--- The problem ---
In your answer, every line of the records should be written out exactly.
___ Provided information ___
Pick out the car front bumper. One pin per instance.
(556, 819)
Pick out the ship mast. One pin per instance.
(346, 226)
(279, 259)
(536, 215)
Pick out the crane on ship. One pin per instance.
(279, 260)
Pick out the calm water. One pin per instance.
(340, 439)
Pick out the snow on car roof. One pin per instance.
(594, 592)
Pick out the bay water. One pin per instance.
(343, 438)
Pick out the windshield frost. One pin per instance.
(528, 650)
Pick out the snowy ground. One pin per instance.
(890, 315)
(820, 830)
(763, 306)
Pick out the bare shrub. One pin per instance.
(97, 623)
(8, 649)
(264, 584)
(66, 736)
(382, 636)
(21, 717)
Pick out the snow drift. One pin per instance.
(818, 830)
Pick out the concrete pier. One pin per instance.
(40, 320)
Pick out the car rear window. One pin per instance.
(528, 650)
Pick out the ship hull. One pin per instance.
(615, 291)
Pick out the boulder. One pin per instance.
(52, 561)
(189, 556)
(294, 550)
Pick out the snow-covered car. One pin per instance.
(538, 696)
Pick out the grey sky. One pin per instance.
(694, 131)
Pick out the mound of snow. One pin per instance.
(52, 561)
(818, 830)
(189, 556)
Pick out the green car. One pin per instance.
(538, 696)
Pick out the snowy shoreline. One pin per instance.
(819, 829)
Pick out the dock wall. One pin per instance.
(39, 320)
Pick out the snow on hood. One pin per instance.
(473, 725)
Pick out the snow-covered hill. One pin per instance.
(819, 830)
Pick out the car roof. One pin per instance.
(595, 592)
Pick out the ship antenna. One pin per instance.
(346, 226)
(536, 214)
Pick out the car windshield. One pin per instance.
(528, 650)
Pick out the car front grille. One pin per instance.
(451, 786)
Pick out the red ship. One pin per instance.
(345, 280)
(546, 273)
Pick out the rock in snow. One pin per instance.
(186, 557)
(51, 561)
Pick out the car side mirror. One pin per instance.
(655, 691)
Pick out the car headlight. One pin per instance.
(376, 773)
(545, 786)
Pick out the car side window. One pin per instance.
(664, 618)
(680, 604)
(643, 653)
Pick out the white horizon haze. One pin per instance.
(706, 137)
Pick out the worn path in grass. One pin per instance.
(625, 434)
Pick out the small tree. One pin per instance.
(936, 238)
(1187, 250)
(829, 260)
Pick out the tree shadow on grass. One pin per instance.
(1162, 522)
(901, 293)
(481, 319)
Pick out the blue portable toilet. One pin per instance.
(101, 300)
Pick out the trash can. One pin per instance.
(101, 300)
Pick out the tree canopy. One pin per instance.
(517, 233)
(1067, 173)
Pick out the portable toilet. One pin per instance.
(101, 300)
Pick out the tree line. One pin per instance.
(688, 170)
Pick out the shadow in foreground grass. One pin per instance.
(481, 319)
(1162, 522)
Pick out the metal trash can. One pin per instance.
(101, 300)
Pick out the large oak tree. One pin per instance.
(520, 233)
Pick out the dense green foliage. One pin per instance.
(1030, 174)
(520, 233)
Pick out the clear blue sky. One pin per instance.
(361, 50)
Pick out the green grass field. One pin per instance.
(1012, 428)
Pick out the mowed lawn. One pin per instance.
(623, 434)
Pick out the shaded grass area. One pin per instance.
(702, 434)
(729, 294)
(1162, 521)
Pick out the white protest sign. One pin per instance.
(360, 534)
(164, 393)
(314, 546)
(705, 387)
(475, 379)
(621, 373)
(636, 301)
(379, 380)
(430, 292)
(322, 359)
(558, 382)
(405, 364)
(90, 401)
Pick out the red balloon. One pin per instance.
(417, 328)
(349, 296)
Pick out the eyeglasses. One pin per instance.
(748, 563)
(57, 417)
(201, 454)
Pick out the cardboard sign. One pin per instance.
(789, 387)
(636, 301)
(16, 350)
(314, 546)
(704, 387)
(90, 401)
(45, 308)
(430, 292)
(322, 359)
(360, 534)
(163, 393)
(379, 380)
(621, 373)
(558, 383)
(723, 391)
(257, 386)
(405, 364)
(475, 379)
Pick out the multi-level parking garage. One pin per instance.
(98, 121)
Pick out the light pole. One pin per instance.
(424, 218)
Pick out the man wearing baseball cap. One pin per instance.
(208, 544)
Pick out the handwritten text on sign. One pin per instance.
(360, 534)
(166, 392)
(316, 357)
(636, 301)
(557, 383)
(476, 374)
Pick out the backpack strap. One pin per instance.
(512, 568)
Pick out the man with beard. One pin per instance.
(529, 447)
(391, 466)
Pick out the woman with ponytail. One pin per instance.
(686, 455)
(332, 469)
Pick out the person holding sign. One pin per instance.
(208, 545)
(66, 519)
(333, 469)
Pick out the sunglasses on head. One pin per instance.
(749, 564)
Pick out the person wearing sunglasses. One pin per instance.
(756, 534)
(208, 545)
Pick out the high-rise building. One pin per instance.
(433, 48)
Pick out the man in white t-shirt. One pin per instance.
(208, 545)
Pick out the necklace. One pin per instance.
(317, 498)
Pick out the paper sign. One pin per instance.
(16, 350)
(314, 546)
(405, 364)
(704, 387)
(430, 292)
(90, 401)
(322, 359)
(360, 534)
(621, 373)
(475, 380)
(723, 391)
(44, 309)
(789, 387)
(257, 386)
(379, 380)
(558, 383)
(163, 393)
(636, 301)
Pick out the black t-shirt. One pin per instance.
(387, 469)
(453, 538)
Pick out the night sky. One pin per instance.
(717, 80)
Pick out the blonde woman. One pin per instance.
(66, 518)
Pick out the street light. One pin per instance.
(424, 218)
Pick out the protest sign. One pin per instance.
___
--- Response for this exercise ---
Pick out the car front bumper. One pin per instance.
(556, 819)
Pick out the ship mast. One pin per instance.
(346, 226)
(279, 259)
(536, 215)
Pick out the crane on ship. One pin per instance.
(279, 260)
Pick out the calm water. One pin per instance.
(340, 439)
Pick out the snow on car roof. One pin per instance.
(594, 592)
Pick out the bay water. One pin per instance.
(343, 438)
Pick out the windshield frost. One pin per instance.
(528, 650)
Pick out the snowy ground. One pin per instance.
(890, 315)
(820, 830)
(763, 306)
Pick out the bare shrub. One pin per instance.
(97, 623)
(8, 649)
(264, 584)
(66, 736)
(382, 636)
(21, 717)
Pick out the snow drift. One pin per instance.
(818, 830)
Pick out the concrete pier. One pin per instance.
(40, 320)
Pick out the car rear window. One pin per instance.
(528, 650)
Pick out the ship hull. One pin per instance.
(615, 291)
Pick out the boulder. One pin per instance.
(52, 561)
(189, 556)
(294, 550)
Pick out the snow-covered car. One pin per instance.
(538, 696)
Pick out the grey sky. One pin per instance.
(694, 131)
Pick out the mound of snow. One pin per instance.
(52, 561)
(818, 830)
(189, 556)
Pick out the green car. One pin per instance.
(538, 696)
Pick out the snowy shoreline. One pin per instance.
(819, 829)
Pick out the dock wall. One pin per instance.
(39, 320)
Pick out the snow on hood. One pin per instance.
(473, 725)
Pick out the snow-covered hill. One pin per instance.
(819, 830)
Pick out the car roof. One pin per instance.
(595, 592)
Pick out the ship antenna. One pin per instance.
(346, 226)
(536, 214)
Pick out the car windshield. One pin per instance.
(528, 650)
Pick out the car front grille. One pin per instance.
(451, 786)
Pick out the red ship. One pin per instance.
(345, 280)
(546, 273)
Pick out the rock in snow. One pin per instance.
(186, 557)
(51, 561)
Pick out the car side mirror. One pin per instance.
(655, 691)
Pick out the car headlight. One pin per instance.
(376, 773)
(545, 786)
Pick out the car side window. One pin per instance.
(664, 618)
(680, 604)
(643, 653)
Pick out the white horizon haze. One pin per instance.
(706, 137)
Pick out the worn path in grass. One pin per instance.
(625, 434)
Pick out the small tree. One pin per instance.
(936, 238)
(1187, 250)
(829, 260)
Pick out the tree shadow on grass. One pin per instance.
(1162, 522)
(901, 293)
(481, 319)
Pick out the blue portable toilet. One pin per instance.
(101, 300)
Pick out the trash can. One pin per instance.
(101, 300)
Pick out the tree canopy. One pin per instance.
(517, 233)
(1067, 173)
Pick out the portable toilet. One pin per instance.
(101, 300)
Pick out the tree line. One pin per instance.
(688, 170)
Pick out the shadow in foreground grass. One pin per instance.
(481, 319)
(1162, 522)
Pick out the metal trash can. One pin per instance.
(101, 300)
Pick out the large oak tree. One pin per instance.
(520, 233)
Pick out the dense green foliage. One pin per instance.
(1030, 174)
(520, 233)
Pick out the clear blue sky. One pin per instance.
(361, 50)
Pick out the green grass field. One pin per instance.
(1012, 428)
Pick out the mowed lawn. One pin per instance.
(623, 434)
Pick out the shaded grass area. One pin per instance.
(702, 434)
(729, 294)
(1162, 521)
Pick out the white protest sign. One pin per instance.
(360, 534)
(164, 393)
(314, 546)
(705, 387)
(475, 379)
(621, 373)
(636, 301)
(379, 380)
(430, 292)
(322, 359)
(558, 382)
(405, 364)
(90, 401)
Pick out the red balloon. One pin per instance.
(417, 328)
(349, 296)
Pick out the eyeglasses. One pin per instance.
(748, 563)
(57, 417)
(201, 454)
Pick out the cardboard sign. One pin per instance.
(789, 387)
(636, 301)
(16, 350)
(314, 546)
(704, 387)
(90, 401)
(45, 308)
(430, 292)
(322, 359)
(360, 534)
(163, 393)
(379, 380)
(621, 373)
(558, 383)
(723, 391)
(257, 386)
(405, 364)
(475, 379)
Pick out the multi-level parking garage. One pin per instance.
(98, 121)
Pick out the light pole. One pin per instance.
(424, 218)
Pick out the man wearing baseball cap. One pin per instance.
(208, 544)
Pick out the handwritten text on sign. One pin per instance.
(360, 534)
(166, 392)
(316, 357)
(636, 301)
(557, 383)
(476, 374)
Pick out the backpack strap. One pin per instance.
(512, 568)
Pick out the man with beard. One pin per instance.
(529, 447)
(391, 466)
Pick out the woman with ponytail. One pin per instance.
(686, 455)
(332, 469)
Pick out the person holding sign. One pin per instance.
(208, 545)
(66, 519)
(333, 469)
Pick out the sunglasses on head. One pin per instance.
(749, 564)
Pick out the person wearing sunglasses. One pin per instance.
(756, 534)
(208, 545)
Pick out the high-rise building. One pin per instance.
(433, 48)
Pick out the man in white t-shirt. One pin per instance.
(208, 545)
Pick out the necklace. One pin per instance.
(317, 498)
Pick out the paper sign. One pin per instance.
(16, 350)
(314, 546)
(405, 364)
(704, 387)
(430, 292)
(90, 401)
(322, 359)
(360, 534)
(621, 373)
(475, 380)
(723, 391)
(44, 309)
(789, 387)
(257, 386)
(379, 380)
(558, 383)
(163, 393)
(636, 301)
Pick out the black t-shirt. One pin per instance.
(387, 469)
(453, 538)
Pick out the night sky. One pin per instance.
(717, 80)
Pick out the blonde woman. One pin per instance.
(66, 518)
Pick out the street light. One pin per instance.
(424, 218)
Pick out the protest sign. One pin per instance.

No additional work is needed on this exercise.